ARTICLE:

• • • • • • •

EurUsd Weekly Outlook June 24, 2024 – Euro Tensions and Dollar Dynamics

  • French spreads remain wide compared to German ones in anticipation of the June 30 electoral event, which also puts pressure on the euro. Uncertainty about French political developments significantly affects the European bond, stock, and currency markets, making them more volatile.
  • Fed officials continue to express caution about interest rates, preferring to wait for new data before confirming to the market that rates will be cut in 2024. This is good news for the dollar.
  • EurUsd remains in the lower part of the trading range but is far from the key support level of 1.05. For now, it is preferable to wait for a more decisive shift in the exchange rate towards zones of stronger support/resistance.

French Elections and the Fed Under Scrutiny

France remains at the forefront with its political crisis, expected to be resolved soon with the upcoming political elections. Currently, the euro is experiencing some pressure, though it is relatively mild.

The spread between France and Germany has surged beyond 70 basis points, the highest in the last decade, fueled by concerns that a sovereigntist government might rely more heavily on public spending (such as pensions) to boost growth, especially following anti-euro sentiments expressed by Le Pen on various occasions. However, Macron does not go into the June 30 meeting with favorable numbers on his side. France’s credit rating was recently cut to AA with a deficit expected to remain above 5% until 2025 by the European Commission. For now, however, the single currency does not seem to have experienced significant shocks, a sign that markets are not fearing a Frexit.

Waiting for the elections, it could be said that this movement in Transalpine bonds represents a good opportunity to buy back the single currency, at least judging by past similar stress scenario phases on spreads. The Fed has essentially announced a rate cut in 2024, but the market is not convinced and anticipates two, which is why the dollar has not gained much ground despite European and Japanese woes. However, Fed officials continue to use a wait-and-see rhetoric, indicating a reluctance to move on interest rates.

• • • • • • •

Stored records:
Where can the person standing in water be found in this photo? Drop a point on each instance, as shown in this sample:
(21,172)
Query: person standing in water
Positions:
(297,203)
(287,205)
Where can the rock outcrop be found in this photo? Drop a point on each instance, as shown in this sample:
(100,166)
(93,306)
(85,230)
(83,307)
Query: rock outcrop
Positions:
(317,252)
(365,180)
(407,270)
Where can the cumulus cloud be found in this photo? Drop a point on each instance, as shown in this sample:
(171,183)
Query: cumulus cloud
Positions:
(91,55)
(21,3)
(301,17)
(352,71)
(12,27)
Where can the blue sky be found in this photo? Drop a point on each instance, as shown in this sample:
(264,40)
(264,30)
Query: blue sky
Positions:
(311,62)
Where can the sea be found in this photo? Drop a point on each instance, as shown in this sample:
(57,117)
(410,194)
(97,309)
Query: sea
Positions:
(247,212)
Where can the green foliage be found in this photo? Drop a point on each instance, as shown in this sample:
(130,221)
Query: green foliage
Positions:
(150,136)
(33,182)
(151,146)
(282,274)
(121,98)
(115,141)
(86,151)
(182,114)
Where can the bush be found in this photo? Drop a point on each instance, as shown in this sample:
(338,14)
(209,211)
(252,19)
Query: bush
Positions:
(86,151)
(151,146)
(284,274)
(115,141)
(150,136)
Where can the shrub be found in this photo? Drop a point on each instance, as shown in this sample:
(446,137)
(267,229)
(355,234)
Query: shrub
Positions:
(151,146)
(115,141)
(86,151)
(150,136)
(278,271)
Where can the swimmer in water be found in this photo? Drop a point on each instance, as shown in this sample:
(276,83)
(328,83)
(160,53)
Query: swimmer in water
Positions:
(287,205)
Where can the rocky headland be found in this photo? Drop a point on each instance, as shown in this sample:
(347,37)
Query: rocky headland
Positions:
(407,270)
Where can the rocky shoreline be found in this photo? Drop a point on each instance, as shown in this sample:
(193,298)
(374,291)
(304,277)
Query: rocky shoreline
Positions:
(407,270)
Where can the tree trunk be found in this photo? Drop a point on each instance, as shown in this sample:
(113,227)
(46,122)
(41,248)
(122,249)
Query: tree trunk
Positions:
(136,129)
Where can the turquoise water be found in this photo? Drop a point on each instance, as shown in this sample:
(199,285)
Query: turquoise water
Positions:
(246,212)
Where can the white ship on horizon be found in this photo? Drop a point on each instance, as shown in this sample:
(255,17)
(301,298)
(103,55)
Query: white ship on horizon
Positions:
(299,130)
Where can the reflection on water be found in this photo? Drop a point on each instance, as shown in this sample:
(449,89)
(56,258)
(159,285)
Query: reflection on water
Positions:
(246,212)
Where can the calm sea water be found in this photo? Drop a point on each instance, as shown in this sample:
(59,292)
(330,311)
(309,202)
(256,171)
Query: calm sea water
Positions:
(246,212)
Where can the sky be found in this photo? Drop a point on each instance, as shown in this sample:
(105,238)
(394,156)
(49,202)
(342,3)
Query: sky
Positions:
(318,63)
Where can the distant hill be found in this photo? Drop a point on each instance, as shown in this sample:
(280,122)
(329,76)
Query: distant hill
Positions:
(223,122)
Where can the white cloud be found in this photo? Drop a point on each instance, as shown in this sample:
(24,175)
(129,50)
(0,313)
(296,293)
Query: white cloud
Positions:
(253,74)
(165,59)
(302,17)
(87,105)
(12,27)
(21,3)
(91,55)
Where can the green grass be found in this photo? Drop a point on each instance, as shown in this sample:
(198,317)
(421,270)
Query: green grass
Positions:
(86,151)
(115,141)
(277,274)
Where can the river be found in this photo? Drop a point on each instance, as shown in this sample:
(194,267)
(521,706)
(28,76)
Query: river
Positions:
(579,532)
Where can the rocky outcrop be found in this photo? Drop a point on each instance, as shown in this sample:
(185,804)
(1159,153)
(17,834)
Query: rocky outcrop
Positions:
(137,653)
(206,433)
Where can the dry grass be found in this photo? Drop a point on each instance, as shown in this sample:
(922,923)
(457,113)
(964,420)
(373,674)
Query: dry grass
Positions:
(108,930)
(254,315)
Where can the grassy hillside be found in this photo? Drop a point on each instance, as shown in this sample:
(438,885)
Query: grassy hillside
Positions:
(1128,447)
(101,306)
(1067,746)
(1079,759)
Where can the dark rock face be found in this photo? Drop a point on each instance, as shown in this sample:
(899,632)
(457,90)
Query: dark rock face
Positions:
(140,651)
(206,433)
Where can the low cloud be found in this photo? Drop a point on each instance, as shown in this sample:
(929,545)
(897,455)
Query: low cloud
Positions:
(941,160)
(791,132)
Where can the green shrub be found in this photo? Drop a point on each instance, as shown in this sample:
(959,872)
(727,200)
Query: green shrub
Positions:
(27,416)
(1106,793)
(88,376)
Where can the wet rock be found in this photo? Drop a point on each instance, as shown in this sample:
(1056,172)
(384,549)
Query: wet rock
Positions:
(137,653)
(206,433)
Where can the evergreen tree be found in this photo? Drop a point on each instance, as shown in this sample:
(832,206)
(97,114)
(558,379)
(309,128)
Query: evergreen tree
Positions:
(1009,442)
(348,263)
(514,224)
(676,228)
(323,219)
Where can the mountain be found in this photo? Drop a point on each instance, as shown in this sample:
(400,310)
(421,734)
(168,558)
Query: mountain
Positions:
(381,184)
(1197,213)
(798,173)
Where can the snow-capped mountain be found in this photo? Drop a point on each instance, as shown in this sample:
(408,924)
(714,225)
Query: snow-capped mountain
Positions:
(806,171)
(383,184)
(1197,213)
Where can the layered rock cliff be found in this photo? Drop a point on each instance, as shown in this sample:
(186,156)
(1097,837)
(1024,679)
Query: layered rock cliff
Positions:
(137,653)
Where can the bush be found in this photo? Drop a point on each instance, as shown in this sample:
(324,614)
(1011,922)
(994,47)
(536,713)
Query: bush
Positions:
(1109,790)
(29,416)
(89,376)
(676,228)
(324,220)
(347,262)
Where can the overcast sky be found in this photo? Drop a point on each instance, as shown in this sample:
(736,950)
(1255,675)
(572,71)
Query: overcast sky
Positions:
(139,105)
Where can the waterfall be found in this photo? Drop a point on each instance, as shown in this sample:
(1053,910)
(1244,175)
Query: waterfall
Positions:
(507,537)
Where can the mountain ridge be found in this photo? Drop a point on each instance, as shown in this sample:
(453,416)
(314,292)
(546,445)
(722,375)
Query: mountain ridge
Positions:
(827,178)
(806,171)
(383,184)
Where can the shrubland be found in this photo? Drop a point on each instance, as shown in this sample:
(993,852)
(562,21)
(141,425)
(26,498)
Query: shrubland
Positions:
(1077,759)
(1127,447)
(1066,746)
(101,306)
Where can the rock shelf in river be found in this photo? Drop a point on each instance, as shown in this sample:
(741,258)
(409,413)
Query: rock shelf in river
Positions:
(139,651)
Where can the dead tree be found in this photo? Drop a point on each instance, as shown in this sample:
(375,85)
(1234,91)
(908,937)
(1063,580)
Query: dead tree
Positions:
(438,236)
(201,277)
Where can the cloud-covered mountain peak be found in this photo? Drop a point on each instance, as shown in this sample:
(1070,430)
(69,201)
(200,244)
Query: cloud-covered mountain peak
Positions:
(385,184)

• • • • • • •

WHAT YOU NEED TO DO: According to the EurUsd outlook, which markets does uncertainty about French political developments affect? The stored records are material separate from the EurUsd outlook.

REPLY TO THE TASK:
- European bond market
- European stock market
- European currency market